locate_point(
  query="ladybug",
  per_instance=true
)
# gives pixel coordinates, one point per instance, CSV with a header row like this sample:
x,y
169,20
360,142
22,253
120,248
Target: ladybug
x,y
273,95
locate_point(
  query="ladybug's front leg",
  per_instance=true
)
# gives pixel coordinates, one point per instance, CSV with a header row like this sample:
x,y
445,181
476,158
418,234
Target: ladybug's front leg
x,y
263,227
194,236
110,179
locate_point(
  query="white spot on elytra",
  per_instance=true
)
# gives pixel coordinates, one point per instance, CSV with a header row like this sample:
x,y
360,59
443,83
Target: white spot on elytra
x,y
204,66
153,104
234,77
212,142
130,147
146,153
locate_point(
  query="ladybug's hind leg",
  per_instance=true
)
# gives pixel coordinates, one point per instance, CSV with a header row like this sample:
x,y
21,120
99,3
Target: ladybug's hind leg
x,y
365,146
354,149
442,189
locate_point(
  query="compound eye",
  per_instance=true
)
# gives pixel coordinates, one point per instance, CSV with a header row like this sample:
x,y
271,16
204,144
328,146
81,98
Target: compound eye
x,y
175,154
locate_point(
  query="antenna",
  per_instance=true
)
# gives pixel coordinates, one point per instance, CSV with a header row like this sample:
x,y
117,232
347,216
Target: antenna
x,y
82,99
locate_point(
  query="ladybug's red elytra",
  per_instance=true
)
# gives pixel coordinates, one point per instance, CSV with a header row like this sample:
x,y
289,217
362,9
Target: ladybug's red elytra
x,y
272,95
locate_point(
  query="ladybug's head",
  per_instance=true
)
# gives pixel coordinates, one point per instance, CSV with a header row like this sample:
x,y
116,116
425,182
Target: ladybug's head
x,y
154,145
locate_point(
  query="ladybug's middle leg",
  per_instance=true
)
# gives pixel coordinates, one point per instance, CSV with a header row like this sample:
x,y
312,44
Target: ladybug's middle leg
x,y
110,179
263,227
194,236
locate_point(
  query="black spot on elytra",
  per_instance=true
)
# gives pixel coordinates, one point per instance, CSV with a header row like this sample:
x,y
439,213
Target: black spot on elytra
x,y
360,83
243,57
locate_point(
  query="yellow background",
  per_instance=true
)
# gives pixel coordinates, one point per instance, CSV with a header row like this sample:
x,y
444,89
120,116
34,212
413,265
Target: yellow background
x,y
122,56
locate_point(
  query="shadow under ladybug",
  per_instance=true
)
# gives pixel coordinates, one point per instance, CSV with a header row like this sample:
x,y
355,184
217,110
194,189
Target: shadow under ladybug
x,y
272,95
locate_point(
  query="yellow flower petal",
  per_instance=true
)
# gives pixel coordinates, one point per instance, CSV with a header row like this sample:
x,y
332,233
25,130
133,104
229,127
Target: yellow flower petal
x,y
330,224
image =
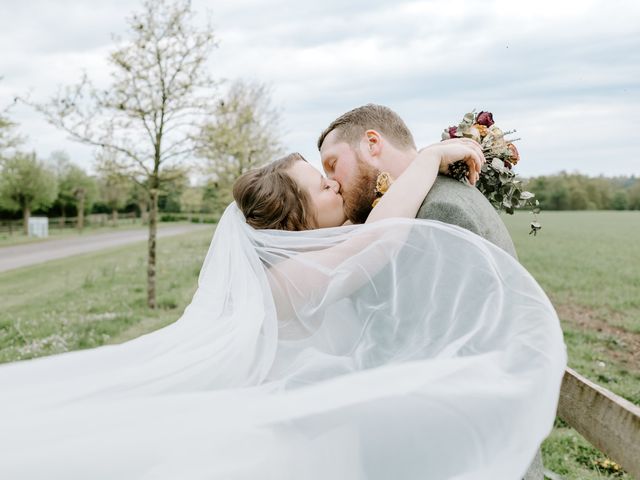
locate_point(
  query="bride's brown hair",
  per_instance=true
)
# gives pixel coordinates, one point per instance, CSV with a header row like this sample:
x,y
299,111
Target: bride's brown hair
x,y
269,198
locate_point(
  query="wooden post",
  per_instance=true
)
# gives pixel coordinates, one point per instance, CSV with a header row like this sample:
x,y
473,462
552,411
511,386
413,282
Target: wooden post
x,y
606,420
***
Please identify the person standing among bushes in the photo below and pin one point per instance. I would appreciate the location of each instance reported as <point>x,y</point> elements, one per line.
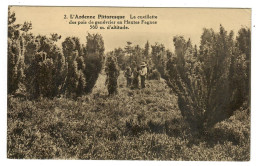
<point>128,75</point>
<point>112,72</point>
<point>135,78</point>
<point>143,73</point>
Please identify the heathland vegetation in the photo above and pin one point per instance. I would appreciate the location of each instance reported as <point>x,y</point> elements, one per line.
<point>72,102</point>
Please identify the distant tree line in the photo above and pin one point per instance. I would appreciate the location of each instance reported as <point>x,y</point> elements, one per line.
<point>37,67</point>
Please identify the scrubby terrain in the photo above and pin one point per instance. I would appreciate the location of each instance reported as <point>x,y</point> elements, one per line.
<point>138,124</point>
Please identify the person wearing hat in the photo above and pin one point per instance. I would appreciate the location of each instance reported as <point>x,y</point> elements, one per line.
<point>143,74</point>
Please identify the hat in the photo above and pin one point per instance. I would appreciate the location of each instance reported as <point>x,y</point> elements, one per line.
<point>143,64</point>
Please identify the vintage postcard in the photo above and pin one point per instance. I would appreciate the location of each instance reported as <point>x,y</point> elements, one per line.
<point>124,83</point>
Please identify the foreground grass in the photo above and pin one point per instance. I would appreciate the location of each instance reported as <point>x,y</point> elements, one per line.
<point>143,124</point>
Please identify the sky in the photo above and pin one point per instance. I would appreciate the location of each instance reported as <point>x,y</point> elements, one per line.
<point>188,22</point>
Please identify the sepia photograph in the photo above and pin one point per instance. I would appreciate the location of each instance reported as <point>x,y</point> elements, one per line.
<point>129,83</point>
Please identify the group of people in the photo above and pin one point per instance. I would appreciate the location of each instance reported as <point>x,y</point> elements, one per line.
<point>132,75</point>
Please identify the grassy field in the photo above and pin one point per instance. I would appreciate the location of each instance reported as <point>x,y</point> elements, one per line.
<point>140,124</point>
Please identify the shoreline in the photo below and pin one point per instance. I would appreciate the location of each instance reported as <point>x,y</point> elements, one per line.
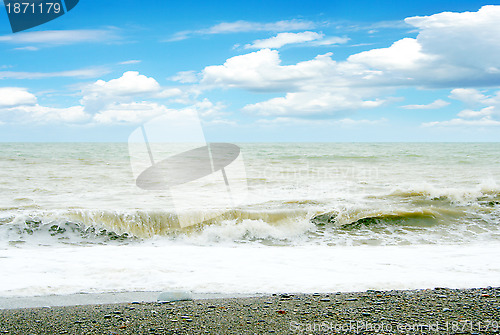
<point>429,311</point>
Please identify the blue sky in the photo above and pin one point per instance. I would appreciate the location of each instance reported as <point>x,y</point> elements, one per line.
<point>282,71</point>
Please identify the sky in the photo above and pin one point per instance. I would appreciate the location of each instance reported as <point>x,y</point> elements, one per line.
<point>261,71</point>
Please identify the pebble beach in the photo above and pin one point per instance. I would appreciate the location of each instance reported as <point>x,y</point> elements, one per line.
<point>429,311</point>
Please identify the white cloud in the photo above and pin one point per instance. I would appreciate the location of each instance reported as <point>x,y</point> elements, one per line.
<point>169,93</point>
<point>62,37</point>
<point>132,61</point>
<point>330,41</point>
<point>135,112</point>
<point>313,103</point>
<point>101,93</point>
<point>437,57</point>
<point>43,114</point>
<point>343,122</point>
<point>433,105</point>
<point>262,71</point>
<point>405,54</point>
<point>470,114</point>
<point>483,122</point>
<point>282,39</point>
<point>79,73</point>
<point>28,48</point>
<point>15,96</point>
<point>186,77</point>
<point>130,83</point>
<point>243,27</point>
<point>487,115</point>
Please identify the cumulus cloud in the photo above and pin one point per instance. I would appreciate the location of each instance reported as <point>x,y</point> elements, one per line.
***
• What you need to do: Reproduce the lines of the material above without alteration, from the line containing "Please identify the distant" up to and including the line containing "<point>138,124</point>".

• Solved exercise:
Please identify the distant tree line in the photo above and pin one point per instance. I would appreciate the location of each instance reported as <point>x,y</point> elements, one per line.
<point>37,67</point>
Please identify the scrubby terrain in the photo above and pin one point per instance. I would appreciate the location of each instance reported as <point>x,y</point> elements, one per line.
<point>138,124</point>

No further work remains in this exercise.